While our culture has a deep appreciation for those who work in the entertainment industry, many don’t realize how much goes into creating a work like a television show or a play. Often, the unsung heroes of the entertainment industry are the creators of the story itself, without which, the musical, TV show, play or comedy show wouldn’t exist.

One such creator is Sandra Seaton, an established playwright and librettist, as well as a resident and community member right here in East Lansing. The talented writer has crafted more than 10 works, most of which have been performed in cities across the country including New York, Chicago and Los Angeles and at venues like Carnegie Hall, the Kennedy Center, the Herbst Theatre, the Library of Michigan and the Rialto Performing Arts Center.

While Seaton is extremely credible academically, holding a master’s degree in creative writing, she credits her upbringing as a large part of her success.

Growing up in Columbia, Tenn., her mother and aunts were teachers. As a young girl, her grandmother, who was very literary-oriented according to Seaton, would watch her when her mother was working. When her grandmother couldn’t watch her, she would go to school with her mother, where she learned early on how to read and write. “I think I learned to read early on, because before I ever went to school I knew how to read and write,” said Seaton. “I think I just naturally thought those things were important.”

========

◆ Exercise prompt
Write out the full profile of playwright Sandra Seaton word for word. These items have no connection to the profile of Sandra Seaton.

Collection entries:
========

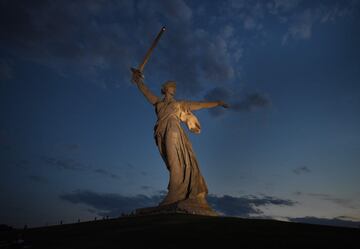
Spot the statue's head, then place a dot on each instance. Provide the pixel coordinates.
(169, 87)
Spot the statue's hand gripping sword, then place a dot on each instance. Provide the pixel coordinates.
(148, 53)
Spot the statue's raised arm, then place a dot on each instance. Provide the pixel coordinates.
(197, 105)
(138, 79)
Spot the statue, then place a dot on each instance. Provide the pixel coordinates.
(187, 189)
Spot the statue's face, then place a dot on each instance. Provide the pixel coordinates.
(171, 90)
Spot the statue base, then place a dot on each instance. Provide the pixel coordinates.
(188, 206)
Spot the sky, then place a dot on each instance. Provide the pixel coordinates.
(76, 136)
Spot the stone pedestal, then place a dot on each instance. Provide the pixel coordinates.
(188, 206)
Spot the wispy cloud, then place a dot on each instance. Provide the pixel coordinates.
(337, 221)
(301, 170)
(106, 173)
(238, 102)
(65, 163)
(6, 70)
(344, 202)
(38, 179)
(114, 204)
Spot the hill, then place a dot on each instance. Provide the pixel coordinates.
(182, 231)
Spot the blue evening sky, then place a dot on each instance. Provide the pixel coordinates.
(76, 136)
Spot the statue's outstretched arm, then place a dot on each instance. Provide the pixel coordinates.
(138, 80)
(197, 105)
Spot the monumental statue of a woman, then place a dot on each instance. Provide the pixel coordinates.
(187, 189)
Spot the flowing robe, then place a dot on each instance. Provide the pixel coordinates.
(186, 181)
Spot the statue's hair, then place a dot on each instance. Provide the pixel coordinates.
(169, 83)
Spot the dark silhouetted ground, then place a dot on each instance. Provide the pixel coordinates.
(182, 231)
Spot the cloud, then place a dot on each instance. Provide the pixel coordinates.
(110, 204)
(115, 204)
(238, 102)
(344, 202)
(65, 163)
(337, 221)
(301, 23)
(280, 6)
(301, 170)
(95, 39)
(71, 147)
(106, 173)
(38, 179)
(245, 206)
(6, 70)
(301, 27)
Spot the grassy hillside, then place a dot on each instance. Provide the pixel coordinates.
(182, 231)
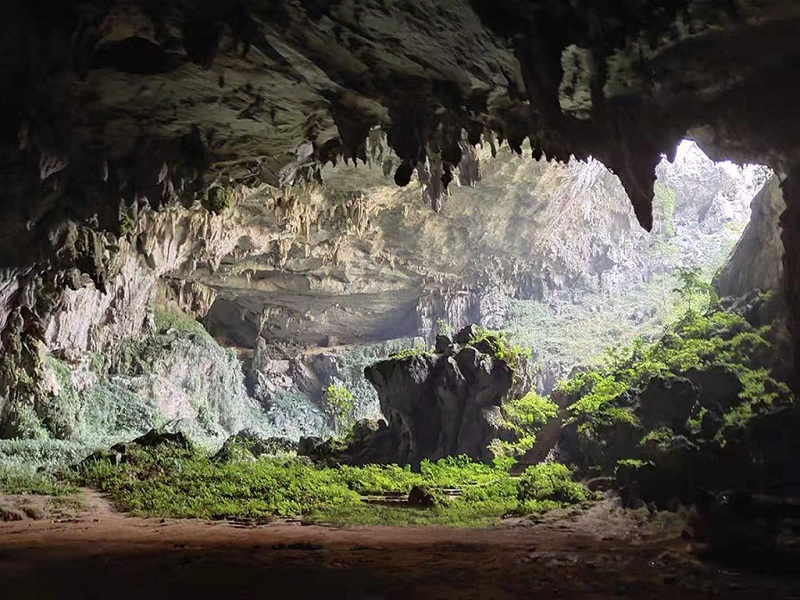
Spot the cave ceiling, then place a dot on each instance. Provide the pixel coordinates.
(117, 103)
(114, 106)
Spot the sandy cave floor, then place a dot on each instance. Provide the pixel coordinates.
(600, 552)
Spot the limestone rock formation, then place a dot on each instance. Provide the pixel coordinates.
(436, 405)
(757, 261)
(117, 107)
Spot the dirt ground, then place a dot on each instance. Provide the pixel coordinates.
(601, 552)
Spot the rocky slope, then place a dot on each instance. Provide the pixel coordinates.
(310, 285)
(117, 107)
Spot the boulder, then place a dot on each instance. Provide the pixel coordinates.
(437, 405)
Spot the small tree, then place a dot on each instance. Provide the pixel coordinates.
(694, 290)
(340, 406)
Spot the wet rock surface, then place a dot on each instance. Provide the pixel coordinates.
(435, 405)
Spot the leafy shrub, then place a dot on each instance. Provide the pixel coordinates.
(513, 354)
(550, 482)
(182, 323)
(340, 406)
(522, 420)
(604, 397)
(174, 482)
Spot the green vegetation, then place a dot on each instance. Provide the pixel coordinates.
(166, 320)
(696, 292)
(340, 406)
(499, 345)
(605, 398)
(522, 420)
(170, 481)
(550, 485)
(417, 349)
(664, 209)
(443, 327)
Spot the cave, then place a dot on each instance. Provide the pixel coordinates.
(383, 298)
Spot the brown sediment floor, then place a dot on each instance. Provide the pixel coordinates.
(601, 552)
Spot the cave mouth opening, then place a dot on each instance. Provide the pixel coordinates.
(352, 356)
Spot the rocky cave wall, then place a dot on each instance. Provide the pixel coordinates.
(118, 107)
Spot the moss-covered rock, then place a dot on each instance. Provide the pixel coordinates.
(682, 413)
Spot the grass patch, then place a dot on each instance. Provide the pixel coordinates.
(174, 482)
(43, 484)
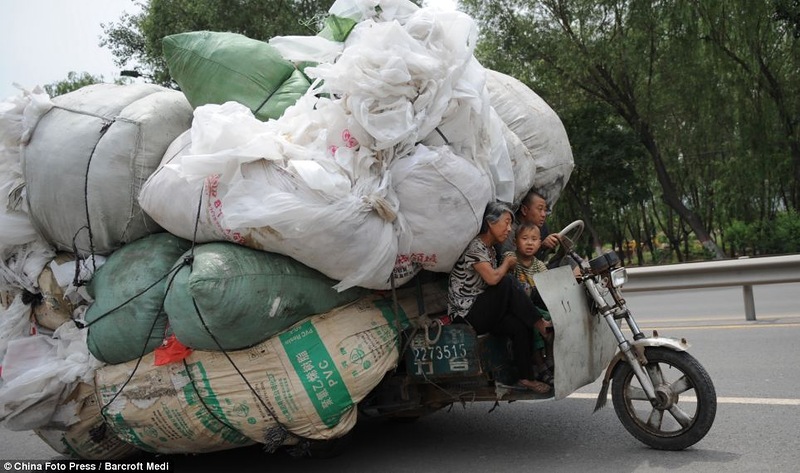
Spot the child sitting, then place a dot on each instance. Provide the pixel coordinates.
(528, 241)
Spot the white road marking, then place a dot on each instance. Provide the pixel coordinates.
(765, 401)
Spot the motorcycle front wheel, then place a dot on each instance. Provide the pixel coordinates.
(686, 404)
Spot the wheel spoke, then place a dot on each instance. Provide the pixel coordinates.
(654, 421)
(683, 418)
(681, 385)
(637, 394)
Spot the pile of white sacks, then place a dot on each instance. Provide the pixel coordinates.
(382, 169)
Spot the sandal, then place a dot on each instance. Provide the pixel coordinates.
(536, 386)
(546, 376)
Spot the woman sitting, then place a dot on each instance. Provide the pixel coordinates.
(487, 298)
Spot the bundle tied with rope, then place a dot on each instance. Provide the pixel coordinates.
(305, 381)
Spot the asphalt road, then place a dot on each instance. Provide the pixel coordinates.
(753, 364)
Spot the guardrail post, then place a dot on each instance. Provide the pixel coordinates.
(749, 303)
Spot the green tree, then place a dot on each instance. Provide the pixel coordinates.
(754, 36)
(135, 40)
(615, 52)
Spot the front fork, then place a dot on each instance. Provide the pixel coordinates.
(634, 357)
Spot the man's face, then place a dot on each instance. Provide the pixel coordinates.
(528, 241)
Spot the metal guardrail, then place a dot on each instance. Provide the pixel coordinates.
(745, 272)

========

◆ Result for this exercise
While our culture has a deep appreciation for those who work in the entertainment industry, many don’t realize how much goes into creating a work like a television show or a play. Often, the unsung heroes of the entertainment industry are the creators of the story itself, without which, the musical, TV show, play or comedy show wouldn’t exist.

One such creator is Sandra Seaton, an established playwright and librettist, as well as a resident and community member right here in East Lansing. The talented writer has crafted more than 10 works, most of which have been performed in cities across the country including New York, Chicago and Los Angeles and at venues like Carnegie Hall, the Kennedy Center, the Herbst Theatre, the Library of Michigan and the Rialto Performing Arts Center.

While Seaton is extremely credible academically, holding a master’s degree in creative writing, she credits her upbringing as a large part of her success.

Growing up in Columbia, Tenn., her mother and aunts were teachers. As a young girl, her grandmother, who was very literary-oriented according to Seaton, would watch her when her mother was working. When her grandmother couldn’t watch her, she would go to school with her mother, where she learned early on how to read and write. “I think I learned to read early on, because before I ever went to school I knew how to read and write,” said Seaton. “I think I just naturally thought those things were important.”